* [Task directions]
Please write out all the data exactly as shown.

* [Record set]
========

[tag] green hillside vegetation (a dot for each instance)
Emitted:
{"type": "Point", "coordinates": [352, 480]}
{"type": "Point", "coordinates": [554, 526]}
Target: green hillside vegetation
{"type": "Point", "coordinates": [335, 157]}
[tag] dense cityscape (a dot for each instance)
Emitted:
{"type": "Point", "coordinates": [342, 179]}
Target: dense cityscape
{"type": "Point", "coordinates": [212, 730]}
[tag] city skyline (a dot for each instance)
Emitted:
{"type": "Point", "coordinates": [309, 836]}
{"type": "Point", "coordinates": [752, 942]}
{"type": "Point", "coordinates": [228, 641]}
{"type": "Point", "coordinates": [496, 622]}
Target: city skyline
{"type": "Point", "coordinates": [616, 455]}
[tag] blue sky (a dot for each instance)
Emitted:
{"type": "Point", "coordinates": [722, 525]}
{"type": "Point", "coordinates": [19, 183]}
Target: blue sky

========

* [Completed exercise]
[tag] green hillside vegetation (a dot for each instance)
Emitted:
{"type": "Point", "coordinates": [352, 480]}
{"type": "Point", "coordinates": [554, 526]}
Target: green hillside vegetation
{"type": "Point", "coordinates": [335, 157]}
[tag] dense cityscape (a dot for each instance)
Emitted:
{"type": "Point", "coordinates": [342, 179]}
Target: dense cityscape
{"type": "Point", "coordinates": [212, 730]}
[tag] city skyline (a dot for each instance)
Emitted:
{"type": "Point", "coordinates": [309, 836]}
{"type": "Point", "coordinates": [752, 942]}
{"type": "Point", "coordinates": [228, 641]}
{"type": "Point", "coordinates": [496, 622]}
Target: city skyline
{"type": "Point", "coordinates": [616, 455]}
[tag] blue sky (a dot for each instance)
Emitted:
{"type": "Point", "coordinates": [722, 525]}
{"type": "Point", "coordinates": [19, 183]}
Target: blue sky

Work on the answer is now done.